* _Aufgaben_:
a) Fass den Absatz im Textauszug zum S-Link, der mit „Unsere Initiative Stopp U-Bahn hat viele Fakten“ beginnt, kürzer als Stichpunktliste zusammen. Die wichtigsten Fakten müssen erhalten bleiben.
b) Schreib den Textauszug zum S-Link nach seinem letzten Satz weiter.

Verkehr ist eines der entscheidenden Themen in diesem Gemeinderats- und Bürgermeister:in-Wahlkampf:
Unsere Initiative Stopp U-Bahn hat viele Fakten auf den Tisch gelegt, was auch die Politik zu einem überwiegenden Teil skeptisch gegenüber dem Projekt werden ließ. Die große Ablehnung des Projekts bei der im November 2023 stattgefundenen Bürgerbefragung war sicher ausschlaggebend dafür. Wir wollten natürlich von allen Parteien wissen, wie sie es denn mit dem Ergebnis der ersten Befragung bzw. einer weiteren Befragung halten und wie bereit sie sind, neutrale Informationen zu finanzieren und bereitzustellen. (ÖVP, FPÖ und KPÖ haben unsere Fragen nicht beantwortet.) Nehmt euer Wahlrecht wahr und helft mit auch bei der Gemeinderats- und Bürgermeister:in-Wahl Parteien und Menschen zu wählen, die sich klar gegen S-Link positionieren.

Grundlage unserer Befragung
Vier Punkte zur Mobilitäts- und Verkehrswende
Die Diskussionen rund um das Milliardenprojekt S-Link und das Ergebnis der Bürgerbefragung in der Stadt haben gezeigt, dass die Positionen der Politik und die Meinungen der Menschen in der Stadt Salzburg offensichtlich weit auseinander liegen und noch viel Aufklärungsbedarf besteht.
Das Projekt S-Link ist auch nicht, wie immer wieder behauptet, alternativlos. Die Initiative Stopp-U-Bahn sieht sich als eine kritische Gruppe der Zivilgesellschaft, die verantwortungsvolle Verkehrspolitik als ein vernetztes interdisziplinäres Gesamtsystem aller Verkehrsmittel sieht und einfordert. Ein isoliertes Riesenbauwerk wie der S-Link wird wegen der geringen Verkehrswirksamkeit und der Nachteile für die Stadt1 in Bezug auf gestrichene/ausgedünnte O-Buslinien nicht die Lösung der städtischen Verkehrsprobleme bringen. Das kann nur eine effiziente, kostengünstige, klimaschonende und stadtverträgliche Verkehrsinfrastruktur und Verkehrsorganisation für den Umweltverbund mit einer klugen, bedarfsgerechten Vernetzung mit dem regionalen Einzugsbereich. Leider sind in den letzten Jahren weder beim Fußgänger-, noch beim Rad- und ÖPNV Verkehr wesentliche Impulse zur Verbesserung gesetzt worden, die ein Erreichen der für Salzburg notwendigen Klimaziele garantieren würden. Mit einem CO2-intensiven Großprojekt wie dem S-Link wird das sicher nicht gelingen.

* _Ausgelesene Einträge_:
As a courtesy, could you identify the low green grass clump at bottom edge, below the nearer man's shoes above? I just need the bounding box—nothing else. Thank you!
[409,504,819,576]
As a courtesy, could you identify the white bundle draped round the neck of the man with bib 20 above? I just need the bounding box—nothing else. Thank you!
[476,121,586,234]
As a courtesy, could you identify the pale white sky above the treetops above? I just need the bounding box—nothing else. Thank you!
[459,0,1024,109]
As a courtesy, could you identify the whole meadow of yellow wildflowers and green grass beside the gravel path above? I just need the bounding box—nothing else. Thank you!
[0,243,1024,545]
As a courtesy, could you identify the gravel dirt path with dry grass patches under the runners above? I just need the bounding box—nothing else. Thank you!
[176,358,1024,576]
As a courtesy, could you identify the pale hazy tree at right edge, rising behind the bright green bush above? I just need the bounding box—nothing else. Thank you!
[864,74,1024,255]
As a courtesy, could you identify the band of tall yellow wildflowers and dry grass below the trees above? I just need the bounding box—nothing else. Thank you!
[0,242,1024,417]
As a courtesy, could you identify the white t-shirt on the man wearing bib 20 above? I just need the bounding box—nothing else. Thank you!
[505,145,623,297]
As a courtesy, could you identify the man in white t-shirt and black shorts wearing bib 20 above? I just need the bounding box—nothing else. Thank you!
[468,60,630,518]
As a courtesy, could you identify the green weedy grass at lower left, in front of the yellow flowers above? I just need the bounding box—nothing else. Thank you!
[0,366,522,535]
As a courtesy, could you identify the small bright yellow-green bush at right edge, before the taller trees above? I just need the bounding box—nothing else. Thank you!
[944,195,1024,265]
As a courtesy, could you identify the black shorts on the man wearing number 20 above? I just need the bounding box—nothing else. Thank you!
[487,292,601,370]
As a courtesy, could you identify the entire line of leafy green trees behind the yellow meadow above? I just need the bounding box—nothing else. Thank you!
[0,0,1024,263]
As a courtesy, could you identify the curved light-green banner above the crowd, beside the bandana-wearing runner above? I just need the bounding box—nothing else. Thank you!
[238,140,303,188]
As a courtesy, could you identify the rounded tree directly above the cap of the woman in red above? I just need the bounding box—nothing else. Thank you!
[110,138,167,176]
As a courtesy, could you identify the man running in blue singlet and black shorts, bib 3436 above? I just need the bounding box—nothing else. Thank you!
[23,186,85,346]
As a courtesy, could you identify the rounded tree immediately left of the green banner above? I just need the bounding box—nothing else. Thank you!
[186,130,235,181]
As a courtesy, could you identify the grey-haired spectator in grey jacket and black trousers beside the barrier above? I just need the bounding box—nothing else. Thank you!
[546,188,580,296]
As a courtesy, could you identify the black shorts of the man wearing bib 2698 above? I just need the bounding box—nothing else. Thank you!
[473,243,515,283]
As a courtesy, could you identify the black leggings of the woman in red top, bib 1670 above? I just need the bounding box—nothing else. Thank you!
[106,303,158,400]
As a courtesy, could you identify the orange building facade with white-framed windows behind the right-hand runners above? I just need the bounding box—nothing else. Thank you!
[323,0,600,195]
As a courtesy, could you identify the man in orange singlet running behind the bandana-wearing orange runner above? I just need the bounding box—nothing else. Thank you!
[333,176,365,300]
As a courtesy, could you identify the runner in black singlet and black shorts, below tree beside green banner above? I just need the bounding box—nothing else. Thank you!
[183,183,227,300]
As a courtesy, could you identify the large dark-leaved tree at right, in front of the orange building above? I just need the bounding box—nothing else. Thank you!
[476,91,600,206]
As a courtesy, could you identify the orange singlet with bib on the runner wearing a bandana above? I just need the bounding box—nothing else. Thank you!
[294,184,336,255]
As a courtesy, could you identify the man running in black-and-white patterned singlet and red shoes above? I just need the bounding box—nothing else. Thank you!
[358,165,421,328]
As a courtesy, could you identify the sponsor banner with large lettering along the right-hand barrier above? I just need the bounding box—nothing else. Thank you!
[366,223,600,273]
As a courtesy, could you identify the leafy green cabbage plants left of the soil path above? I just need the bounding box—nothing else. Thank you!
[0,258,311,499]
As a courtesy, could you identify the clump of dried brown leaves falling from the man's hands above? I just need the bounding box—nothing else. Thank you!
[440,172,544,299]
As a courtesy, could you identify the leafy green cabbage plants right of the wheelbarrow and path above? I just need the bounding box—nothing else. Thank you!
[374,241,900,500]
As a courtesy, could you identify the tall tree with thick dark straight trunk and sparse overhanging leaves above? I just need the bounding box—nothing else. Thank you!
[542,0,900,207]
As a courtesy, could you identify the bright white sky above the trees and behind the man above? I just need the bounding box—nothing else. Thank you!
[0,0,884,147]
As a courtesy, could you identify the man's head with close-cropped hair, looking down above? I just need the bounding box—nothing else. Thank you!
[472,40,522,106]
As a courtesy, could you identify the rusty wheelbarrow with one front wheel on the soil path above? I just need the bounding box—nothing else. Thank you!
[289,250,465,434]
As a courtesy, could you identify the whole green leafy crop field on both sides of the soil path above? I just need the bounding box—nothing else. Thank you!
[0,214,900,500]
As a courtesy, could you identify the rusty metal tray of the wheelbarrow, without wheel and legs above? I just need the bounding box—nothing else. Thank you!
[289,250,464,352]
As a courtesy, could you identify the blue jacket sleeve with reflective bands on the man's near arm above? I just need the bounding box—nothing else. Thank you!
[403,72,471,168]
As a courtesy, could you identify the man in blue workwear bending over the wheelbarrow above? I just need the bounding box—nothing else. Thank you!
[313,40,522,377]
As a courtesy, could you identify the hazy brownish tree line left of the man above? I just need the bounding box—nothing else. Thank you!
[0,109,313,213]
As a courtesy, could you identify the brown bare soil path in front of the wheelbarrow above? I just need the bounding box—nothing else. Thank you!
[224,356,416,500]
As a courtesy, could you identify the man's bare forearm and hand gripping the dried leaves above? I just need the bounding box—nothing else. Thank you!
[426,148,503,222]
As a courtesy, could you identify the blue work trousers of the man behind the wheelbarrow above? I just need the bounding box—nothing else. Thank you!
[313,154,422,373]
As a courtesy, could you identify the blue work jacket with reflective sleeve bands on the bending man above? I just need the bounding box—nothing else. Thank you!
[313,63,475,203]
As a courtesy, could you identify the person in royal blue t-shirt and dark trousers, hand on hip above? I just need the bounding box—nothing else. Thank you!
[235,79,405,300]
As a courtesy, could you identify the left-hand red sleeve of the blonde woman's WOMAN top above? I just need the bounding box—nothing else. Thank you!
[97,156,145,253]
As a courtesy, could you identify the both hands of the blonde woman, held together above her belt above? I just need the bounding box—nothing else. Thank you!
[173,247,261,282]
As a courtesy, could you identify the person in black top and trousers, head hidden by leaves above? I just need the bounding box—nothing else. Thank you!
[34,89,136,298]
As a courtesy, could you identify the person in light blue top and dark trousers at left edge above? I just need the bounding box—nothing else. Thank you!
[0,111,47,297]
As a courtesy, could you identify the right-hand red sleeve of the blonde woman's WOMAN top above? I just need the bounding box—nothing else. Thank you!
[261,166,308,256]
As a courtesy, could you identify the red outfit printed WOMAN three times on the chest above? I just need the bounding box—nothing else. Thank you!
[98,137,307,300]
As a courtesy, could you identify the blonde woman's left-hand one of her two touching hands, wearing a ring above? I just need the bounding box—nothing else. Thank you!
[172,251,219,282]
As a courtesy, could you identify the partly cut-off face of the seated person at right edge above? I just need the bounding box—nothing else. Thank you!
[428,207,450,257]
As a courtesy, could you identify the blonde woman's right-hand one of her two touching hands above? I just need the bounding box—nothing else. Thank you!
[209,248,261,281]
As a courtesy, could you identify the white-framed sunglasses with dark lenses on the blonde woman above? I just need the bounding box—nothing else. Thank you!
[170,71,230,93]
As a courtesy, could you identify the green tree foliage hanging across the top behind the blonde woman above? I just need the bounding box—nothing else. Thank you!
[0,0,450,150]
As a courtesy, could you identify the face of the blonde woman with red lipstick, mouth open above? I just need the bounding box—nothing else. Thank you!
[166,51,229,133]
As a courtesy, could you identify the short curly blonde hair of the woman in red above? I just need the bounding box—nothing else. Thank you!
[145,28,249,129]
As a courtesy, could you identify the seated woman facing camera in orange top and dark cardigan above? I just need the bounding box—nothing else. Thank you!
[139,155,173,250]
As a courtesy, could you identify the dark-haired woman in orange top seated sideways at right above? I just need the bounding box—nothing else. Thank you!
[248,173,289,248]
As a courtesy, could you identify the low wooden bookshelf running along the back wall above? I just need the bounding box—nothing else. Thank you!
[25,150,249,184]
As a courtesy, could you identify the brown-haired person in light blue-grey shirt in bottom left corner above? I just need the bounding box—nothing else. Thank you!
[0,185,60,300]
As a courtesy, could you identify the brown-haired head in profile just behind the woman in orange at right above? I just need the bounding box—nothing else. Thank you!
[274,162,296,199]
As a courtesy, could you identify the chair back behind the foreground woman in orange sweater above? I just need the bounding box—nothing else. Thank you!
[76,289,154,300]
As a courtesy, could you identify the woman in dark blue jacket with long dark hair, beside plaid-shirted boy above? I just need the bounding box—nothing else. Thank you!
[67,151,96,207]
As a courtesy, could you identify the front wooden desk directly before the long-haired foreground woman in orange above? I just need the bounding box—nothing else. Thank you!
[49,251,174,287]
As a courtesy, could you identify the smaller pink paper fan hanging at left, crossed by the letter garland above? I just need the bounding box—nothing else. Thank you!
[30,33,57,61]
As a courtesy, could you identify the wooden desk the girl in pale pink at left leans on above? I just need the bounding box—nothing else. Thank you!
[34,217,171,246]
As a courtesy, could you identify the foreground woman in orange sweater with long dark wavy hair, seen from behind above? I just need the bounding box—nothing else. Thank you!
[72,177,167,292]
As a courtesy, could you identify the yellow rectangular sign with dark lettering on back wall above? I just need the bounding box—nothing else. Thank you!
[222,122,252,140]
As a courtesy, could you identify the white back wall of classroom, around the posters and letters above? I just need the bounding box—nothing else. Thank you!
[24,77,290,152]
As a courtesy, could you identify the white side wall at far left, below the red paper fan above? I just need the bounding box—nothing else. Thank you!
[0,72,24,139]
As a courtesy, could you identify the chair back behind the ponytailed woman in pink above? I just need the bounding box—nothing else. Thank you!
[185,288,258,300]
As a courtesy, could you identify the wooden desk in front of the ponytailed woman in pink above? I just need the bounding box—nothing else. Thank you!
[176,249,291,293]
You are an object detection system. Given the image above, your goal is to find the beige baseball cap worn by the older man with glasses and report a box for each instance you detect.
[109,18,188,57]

* _Lösungen_:
a)
- Die Initiative Stopp U-Bahn hat viele Fakten vorgelegt. Deshalb ist auch die Politik dem Projekt gegenüber überwiegend skeptisch geworden.
- Ausschlaggebend dafür war sicher die große Ablehnung bei der Bürgerbefragung im November 2023.
- Die Initiative hat alle Parteien gefragt:
  - wie sie mit dem Ergebnis der ersten Befragung bzw. einer weiteren Befragung umgehen
  - wie bereit sie sind, neutrale Informationen zu finanzieren und bereitzustellen
- ÖVP, FPÖ und KPÖ haben die Fragen nicht beantwortet.
- Aufruf: Geht wählen und stimmt bei der Gemeinderats- und Bürgermeister:in-Wahl für Parteien und Menschen, die sich klar gegen S-Link stellen.

b)
Am 10. März 2024 finden in der Stadt Salzburg Gemeinderatswahlen statt. Die Zusammensetzung des neuen Gemeinderates hat einen entscheidenden Einfluss auf die Chance, eine echte Verkehrswende einzuleiten. Die Initiative Stopp-U-Bahn skizziert in den nachfolgenden vier Punkten einen Weg zur notwendigen Vorgangsweise:
1. Keine Verkehrswende ohne klare, messbare Zukunftsziele
Die Klimakrise zwingt zu raschem und überlegtem Handeln. Die Stadt Salzburg hat seit fast 40 Jahren (1986) keine festgeschriebenen Ziele zur angestrebten Verkehrsmittelwahl, konkret in Prozent für ALLE Verkehrsmittel. Das letzte interdisziplinär erstellte verkehrspolitische Ziel- und Maßnahmenkonzept wurde 1997 nur mit qualitativen Angaben zur gewünschten Verkehrsmittelwahl erstellt. Man wollte und will sich politisch nicht auf konkrete Verkehrsmittel-Anteile für die Zukunft festlegen.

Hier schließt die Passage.